Dataset rows
--------------------

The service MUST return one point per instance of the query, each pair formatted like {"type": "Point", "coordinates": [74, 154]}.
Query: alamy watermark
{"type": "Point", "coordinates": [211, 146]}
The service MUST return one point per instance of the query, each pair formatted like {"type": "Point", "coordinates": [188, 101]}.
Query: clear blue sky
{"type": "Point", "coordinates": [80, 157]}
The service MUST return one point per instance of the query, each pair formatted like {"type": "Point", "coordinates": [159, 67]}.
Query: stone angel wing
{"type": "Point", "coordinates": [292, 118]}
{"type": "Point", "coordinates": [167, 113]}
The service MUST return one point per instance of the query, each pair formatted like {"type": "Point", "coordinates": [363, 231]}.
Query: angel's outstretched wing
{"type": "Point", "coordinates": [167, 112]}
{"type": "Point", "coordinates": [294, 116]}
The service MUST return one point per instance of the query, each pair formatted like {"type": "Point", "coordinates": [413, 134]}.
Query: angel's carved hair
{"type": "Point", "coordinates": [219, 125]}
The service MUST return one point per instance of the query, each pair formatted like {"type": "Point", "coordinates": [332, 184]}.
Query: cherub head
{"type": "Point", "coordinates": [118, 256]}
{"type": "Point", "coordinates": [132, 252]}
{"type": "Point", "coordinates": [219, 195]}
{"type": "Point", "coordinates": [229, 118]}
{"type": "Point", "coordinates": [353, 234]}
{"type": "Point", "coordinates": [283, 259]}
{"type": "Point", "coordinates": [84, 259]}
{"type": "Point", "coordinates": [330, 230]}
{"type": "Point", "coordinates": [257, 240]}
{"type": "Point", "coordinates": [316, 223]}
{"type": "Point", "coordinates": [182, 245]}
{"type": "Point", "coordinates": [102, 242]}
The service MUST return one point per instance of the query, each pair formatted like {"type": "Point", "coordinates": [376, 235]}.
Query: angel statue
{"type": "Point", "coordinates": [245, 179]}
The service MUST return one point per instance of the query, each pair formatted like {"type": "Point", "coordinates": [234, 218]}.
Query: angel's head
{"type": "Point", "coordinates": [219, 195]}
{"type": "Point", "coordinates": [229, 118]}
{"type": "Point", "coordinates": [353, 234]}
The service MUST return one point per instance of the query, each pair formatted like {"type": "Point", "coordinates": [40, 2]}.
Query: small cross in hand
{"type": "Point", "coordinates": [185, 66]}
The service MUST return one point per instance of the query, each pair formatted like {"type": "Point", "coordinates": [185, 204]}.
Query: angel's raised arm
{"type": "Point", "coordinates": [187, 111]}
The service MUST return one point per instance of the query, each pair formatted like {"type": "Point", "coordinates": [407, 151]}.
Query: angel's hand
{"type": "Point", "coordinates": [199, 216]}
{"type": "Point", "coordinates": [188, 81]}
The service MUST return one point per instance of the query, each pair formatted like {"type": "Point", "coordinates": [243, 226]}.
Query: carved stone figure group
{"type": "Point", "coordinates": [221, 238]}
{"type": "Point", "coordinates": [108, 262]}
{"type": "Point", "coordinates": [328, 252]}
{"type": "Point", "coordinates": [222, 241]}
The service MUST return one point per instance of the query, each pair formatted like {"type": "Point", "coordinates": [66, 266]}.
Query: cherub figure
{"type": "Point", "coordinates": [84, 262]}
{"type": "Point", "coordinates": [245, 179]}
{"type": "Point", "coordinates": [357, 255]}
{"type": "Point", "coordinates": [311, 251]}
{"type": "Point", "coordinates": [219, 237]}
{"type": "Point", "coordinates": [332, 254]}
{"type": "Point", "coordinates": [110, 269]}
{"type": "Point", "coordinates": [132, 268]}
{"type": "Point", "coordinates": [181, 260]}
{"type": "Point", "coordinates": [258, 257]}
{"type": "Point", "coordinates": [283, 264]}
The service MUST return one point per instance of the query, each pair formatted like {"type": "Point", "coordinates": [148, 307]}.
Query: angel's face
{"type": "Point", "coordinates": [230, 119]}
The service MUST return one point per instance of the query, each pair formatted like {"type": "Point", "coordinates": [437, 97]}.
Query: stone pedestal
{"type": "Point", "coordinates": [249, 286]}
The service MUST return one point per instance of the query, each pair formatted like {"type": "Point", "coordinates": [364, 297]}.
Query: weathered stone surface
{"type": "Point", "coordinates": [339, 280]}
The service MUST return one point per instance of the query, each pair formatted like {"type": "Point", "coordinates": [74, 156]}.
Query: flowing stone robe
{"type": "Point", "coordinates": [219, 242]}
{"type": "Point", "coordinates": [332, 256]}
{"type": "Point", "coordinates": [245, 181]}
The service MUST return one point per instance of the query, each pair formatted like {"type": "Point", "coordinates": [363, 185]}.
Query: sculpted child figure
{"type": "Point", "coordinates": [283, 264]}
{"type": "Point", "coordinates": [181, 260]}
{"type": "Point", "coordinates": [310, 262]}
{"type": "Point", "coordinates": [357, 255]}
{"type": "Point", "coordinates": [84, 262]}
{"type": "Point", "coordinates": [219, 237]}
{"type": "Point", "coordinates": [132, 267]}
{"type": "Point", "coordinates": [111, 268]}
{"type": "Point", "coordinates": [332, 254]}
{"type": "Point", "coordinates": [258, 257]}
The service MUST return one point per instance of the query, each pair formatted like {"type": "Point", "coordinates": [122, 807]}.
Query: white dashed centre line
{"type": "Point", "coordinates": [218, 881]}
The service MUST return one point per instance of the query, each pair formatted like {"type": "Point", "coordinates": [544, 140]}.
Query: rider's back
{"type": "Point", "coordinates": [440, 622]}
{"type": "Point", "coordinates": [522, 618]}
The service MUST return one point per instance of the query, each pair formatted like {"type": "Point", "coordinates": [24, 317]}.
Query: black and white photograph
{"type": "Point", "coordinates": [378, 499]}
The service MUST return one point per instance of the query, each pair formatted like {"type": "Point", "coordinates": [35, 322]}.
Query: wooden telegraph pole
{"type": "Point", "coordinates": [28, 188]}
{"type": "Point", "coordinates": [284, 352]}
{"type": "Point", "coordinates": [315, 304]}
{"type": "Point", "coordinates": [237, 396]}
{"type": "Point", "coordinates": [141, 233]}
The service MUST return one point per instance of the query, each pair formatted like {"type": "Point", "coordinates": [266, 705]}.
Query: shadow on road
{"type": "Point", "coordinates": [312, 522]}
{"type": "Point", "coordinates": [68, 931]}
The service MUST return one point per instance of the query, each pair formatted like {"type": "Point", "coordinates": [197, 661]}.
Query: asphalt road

--------------------

Type out the material again exactly as presented.

The result
The service MUST return one point per instance of the query, each pair formatted like {"type": "Point", "coordinates": [74, 154]}.
Query: alamy watermark
{"type": "Point", "coordinates": [211, 146]}
The service MUST return one point per instance of the query, each pair formatted like {"type": "Point", "coordinates": [188, 101]}.
Query: clear blue sky
{"type": "Point", "coordinates": [80, 157]}
The service MUST return one point per instance of the query, each pair formatted like {"type": "Point", "coordinates": [159, 67]}.
Query: stone angel wing
{"type": "Point", "coordinates": [292, 118]}
{"type": "Point", "coordinates": [167, 113]}
The service MUST return one point per instance of the query, each pair formatted like {"type": "Point", "coordinates": [363, 231]}.
Query: angel's outstretched wing
{"type": "Point", "coordinates": [167, 112]}
{"type": "Point", "coordinates": [294, 116]}
The service MUST return one point per instance of the query, each pair formatted like {"type": "Point", "coordinates": [413, 134]}.
Query: angel's carved hair
{"type": "Point", "coordinates": [219, 125]}
The service MUST return one point per instance of the query, each pair formatted like {"type": "Point", "coordinates": [332, 184]}.
Query: cherub head
{"type": "Point", "coordinates": [118, 256]}
{"type": "Point", "coordinates": [132, 252]}
{"type": "Point", "coordinates": [219, 195]}
{"type": "Point", "coordinates": [229, 118]}
{"type": "Point", "coordinates": [353, 234]}
{"type": "Point", "coordinates": [283, 259]}
{"type": "Point", "coordinates": [84, 259]}
{"type": "Point", "coordinates": [330, 230]}
{"type": "Point", "coordinates": [257, 240]}
{"type": "Point", "coordinates": [316, 223]}
{"type": "Point", "coordinates": [182, 245]}
{"type": "Point", "coordinates": [102, 242]}
The service MUST return one point per instance of the query, each pair formatted like {"type": "Point", "coordinates": [376, 235]}.
Query: angel statue
{"type": "Point", "coordinates": [245, 179]}
The service MUST return one point per instance of the query, each pair formatted like {"type": "Point", "coordinates": [234, 218]}.
Query: angel's head
{"type": "Point", "coordinates": [219, 195]}
{"type": "Point", "coordinates": [229, 118]}
{"type": "Point", "coordinates": [353, 234]}
The service MUST return one point per instance of the query, each pair formatted like {"type": "Point", "coordinates": [40, 2]}.
Query: small cross in hand
{"type": "Point", "coordinates": [185, 66]}
The service MUST return one point per instance of the query, each pair formatted like {"type": "Point", "coordinates": [185, 204]}.
Query: angel's raised arm
{"type": "Point", "coordinates": [187, 111]}
The service MUST return one point per instance of the query, each pair formatted like {"type": "Point", "coordinates": [407, 151]}.
Query: angel's hand
{"type": "Point", "coordinates": [199, 216]}
{"type": "Point", "coordinates": [188, 81]}
The service MUST return one point per instance of the query, each pair formatted like {"type": "Point", "coordinates": [243, 226]}.
Query: carved stone figure group
{"type": "Point", "coordinates": [221, 238]}
{"type": "Point", "coordinates": [108, 262]}
{"type": "Point", "coordinates": [328, 252]}
{"type": "Point", "coordinates": [222, 241]}
The service MUST return one point per instance of the query, each pair formatted like {"type": "Point", "coordinates": [66, 266]}.
Query: cherub figure
{"type": "Point", "coordinates": [84, 262]}
{"type": "Point", "coordinates": [245, 179]}
{"type": "Point", "coordinates": [357, 255]}
{"type": "Point", "coordinates": [311, 251]}
{"type": "Point", "coordinates": [219, 237]}
{"type": "Point", "coordinates": [332, 254]}
{"type": "Point", "coordinates": [110, 269]}
{"type": "Point", "coordinates": [132, 268]}
{"type": "Point", "coordinates": [181, 260]}
{"type": "Point", "coordinates": [258, 257]}
{"type": "Point", "coordinates": [283, 264]}
The service MUST return one point per instance of the query, each pair formatted like {"type": "Point", "coordinates": [148, 307]}.
Query: angel's face
{"type": "Point", "coordinates": [230, 119]}
The service MUST return one point per instance of the query, each pair formatted like {"type": "Point", "coordinates": [437, 97]}.
Query: stone pedestal
{"type": "Point", "coordinates": [249, 286]}
The service MUST return one point per instance of the query, each pair formatted like {"type": "Point", "coordinates": [364, 297]}.
Query: weathered stone surface
{"type": "Point", "coordinates": [339, 280]}
The service MUST return one point per instance of the query, each pair formatted like {"type": "Point", "coordinates": [74, 156]}.
Query: flowing stone robe
{"type": "Point", "coordinates": [219, 242]}
{"type": "Point", "coordinates": [332, 256]}
{"type": "Point", "coordinates": [245, 181]}
The service MUST return one point per instance of the query, each pair formatted like {"type": "Point", "coordinates": [363, 185]}.
Query: sculpted child figure
{"type": "Point", "coordinates": [283, 264]}
{"type": "Point", "coordinates": [181, 260]}
{"type": "Point", "coordinates": [310, 262]}
{"type": "Point", "coordinates": [357, 255]}
{"type": "Point", "coordinates": [84, 262]}
{"type": "Point", "coordinates": [219, 237]}
{"type": "Point", "coordinates": [132, 267]}
{"type": "Point", "coordinates": [111, 268]}
{"type": "Point", "coordinates": [332, 254]}
{"type": "Point", "coordinates": [258, 257]}
The service MUST return one point per instance of the query, each pair formatted like {"type": "Point", "coordinates": [122, 807]}.
Query: white dashed centre line
{"type": "Point", "coordinates": [218, 881]}
The service MUST return one point per instance of the query, each pair formatted like {"type": "Point", "coordinates": [544, 140]}.
Query: rider's back
{"type": "Point", "coordinates": [440, 622]}
{"type": "Point", "coordinates": [522, 618]}
The service MUST return one point per instance of the query, each pair formatted like {"type": "Point", "coordinates": [24, 317]}.
Query: black and white photograph
{"type": "Point", "coordinates": [378, 499]}
The service MUST return one point per instance of the query, each pair formatted like {"type": "Point", "coordinates": [35, 322]}.
Query: wooden telegraph pole
{"type": "Point", "coordinates": [28, 188]}
{"type": "Point", "coordinates": [284, 352]}
{"type": "Point", "coordinates": [315, 304]}
{"type": "Point", "coordinates": [237, 396]}
{"type": "Point", "coordinates": [141, 233]}
The service MUST return one point per instance of the query, each pair formatted like {"type": "Point", "coordinates": [266, 705]}.
Query: shadow on road
{"type": "Point", "coordinates": [312, 522]}
{"type": "Point", "coordinates": [68, 931]}
The service MUST return one point per instance of the query, each pair formatted like {"type": "Point", "coordinates": [197, 661]}.
Query: asphalt road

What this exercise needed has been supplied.